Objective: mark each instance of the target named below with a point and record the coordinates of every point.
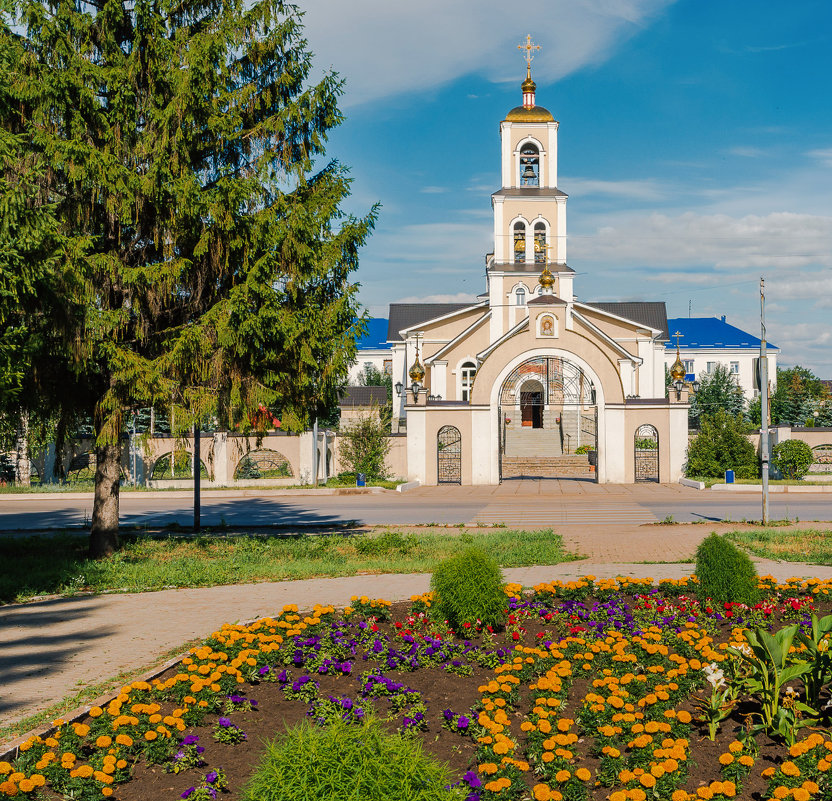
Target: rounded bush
(469, 587)
(792, 458)
(725, 573)
(343, 761)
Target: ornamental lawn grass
(806, 545)
(59, 565)
(588, 693)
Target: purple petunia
(472, 779)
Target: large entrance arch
(548, 421)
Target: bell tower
(529, 209)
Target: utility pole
(315, 453)
(197, 466)
(763, 400)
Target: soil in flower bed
(565, 618)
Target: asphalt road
(593, 505)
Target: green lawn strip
(88, 486)
(58, 564)
(88, 694)
(813, 546)
(805, 482)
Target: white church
(527, 380)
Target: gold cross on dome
(529, 48)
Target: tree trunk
(104, 529)
(22, 471)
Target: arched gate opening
(548, 421)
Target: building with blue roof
(373, 350)
(705, 342)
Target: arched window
(449, 456)
(468, 371)
(540, 243)
(646, 448)
(519, 242)
(529, 165)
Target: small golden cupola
(417, 371)
(547, 281)
(677, 370)
(529, 112)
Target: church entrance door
(547, 421)
(531, 409)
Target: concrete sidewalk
(50, 649)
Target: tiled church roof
(651, 313)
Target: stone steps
(546, 467)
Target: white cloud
(458, 297)
(386, 47)
(780, 240)
(746, 152)
(824, 156)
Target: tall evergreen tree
(718, 390)
(186, 164)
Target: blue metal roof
(376, 336)
(710, 333)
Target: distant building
(708, 341)
(373, 350)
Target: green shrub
(364, 445)
(344, 761)
(725, 573)
(722, 445)
(469, 587)
(792, 458)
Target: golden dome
(533, 114)
(677, 371)
(417, 372)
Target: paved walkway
(50, 649)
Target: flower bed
(612, 690)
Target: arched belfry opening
(529, 165)
(548, 422)
(519, 241)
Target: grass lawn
(808, 481)
(59, 565)
(803, 545)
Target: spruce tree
(187, 169)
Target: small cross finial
(529, 49)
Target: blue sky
(695, 145)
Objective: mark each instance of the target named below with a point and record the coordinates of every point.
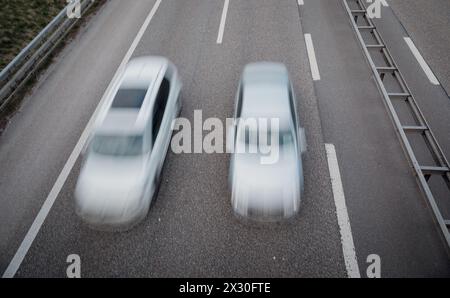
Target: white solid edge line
(348, 247)
(45, 209)
(223, 20)
(312, 57)
(421, 61)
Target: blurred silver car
(123, 159)
(266, 192)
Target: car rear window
(129, 98)
(118, 145)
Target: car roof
(124, 116)
(266, 92)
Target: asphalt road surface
(190, 230)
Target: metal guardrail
(25, 64)
(421, 127)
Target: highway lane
(388, 214)
(432, 99)
(428, 24)
(42, 135)
(190, 231)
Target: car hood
(109, 187)
(266, 189)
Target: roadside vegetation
(21, 21)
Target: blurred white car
(123, 159)
(266, 192)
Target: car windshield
(117, 145)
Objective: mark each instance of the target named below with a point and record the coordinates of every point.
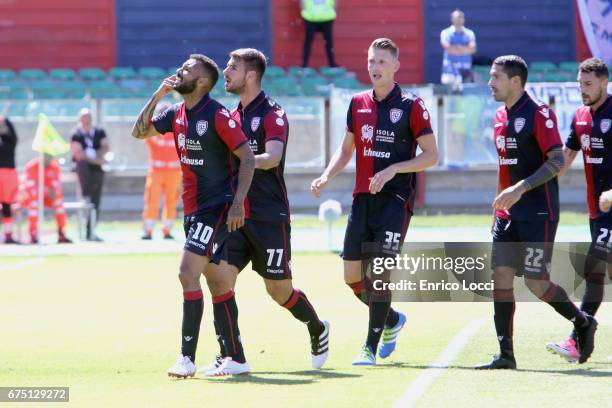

▬▬▬

Instructions to follow =
Leave the pictures out and return each entry exactly.

Your solution =
Objective: mark each instance of the target named below with a point and record the coordinates of every point.
Target: rounded bush
(469, 587)
(792, 458)
(725, 573)
(343, 761)
Target: ornamental lawn grass
(806, 545)
(59, 565)
(588, 693)
Target: purple petunia
(472, 779)
Target: large entrance arch
(548, 421)
Target: bell tower
(529, 209)
Target: utility pole
(315, 453)
(197, 466)
(763, 400)
Target: soil in flower bed
(565, 618)
Target: asphalt road
(593, 505)
Target: green lawn strip
(88, 486)
(58, 564)
(88, 694)
(813, 546)
(805, 482)
Target: white church
(527, 380)
Target: gold cross on dome
(529, 48)
Target: tree trunk
(104, 529)
(22, 471)
Target: arched gate opening
(548, 421)
Target: building with blue roof
(373, 350)
(705, 342)
Target: arched window
(449, 456)
(468, 371)
(540, 243)
(646, 448)
(519, 242)
(529, 165)
Target: small golden cupola
(417, 371)
(547, 281)
(677, 370)
(529, 112)
Target: church entrance door
(547, 421)
(531, 409)
Target: concrete sidewalk
(50, 649)
Target: tiled church roof
(651, 313)
Target: stone steps
(546, 467)
Target: white cloud
(458, 297)
(386, 47)
(780, 240)
(746, 152)
(824, 156)
Target: tall evergreen tree
(718, 390)
(186, 164)
Target: blue metal roof
(376, 336)
(710, 333)
Target: distant building
(708, 341)
(373, 350)
Target: green shrub
(364, 445)
(344, 761)
(725, 573)
(722, 445)
(469, 587)
(792, 458)
Target: golden dome
(533, 114)
(677, 371)
(417, 372)
Target: paved walkway
(50, 649)
Target: flower bed
(612, 690)
Target: arched belfry opening
(529, 165)
(548, 422)
(519, 241)
Target: grass lawn
(808, 481)
(59, 565)
(803, 545)
Target: spruce tree
(187, 169)
Target: small cross finial
(529, 49)
Target: blue sky
(695, 145)
Objective: mark each instance of the target named below with a point and record the coordinates of every point.
Target: white solid edge line
(348, 247)
(45, 209)
(223, 20)
(312, 57)
(421, 61)
Target: blurred silver car
(123, 159)
(266, 192)
Target: car rear window
(129, 98)
(118, 145)
Target: car roof
(124, 116)
(266, 92)
Target: asphalt road surface
(190, 230)
Target: metal guardrail
(25, 64)
(421, 127)
Target: highway lane
(388, 214)
(432, 99)
(428, 24)
(42, 135)
(190, 231)
Target: car hood
(109, 187)
(266, 189)
Target: roadside vegetation
(21, 21)
Target: blurred white car
(123, 159)
(266, 192)
Target: car windshield
(117, 145)
Objective: mark each instance of the target named below with a point and record the coordinates of every point.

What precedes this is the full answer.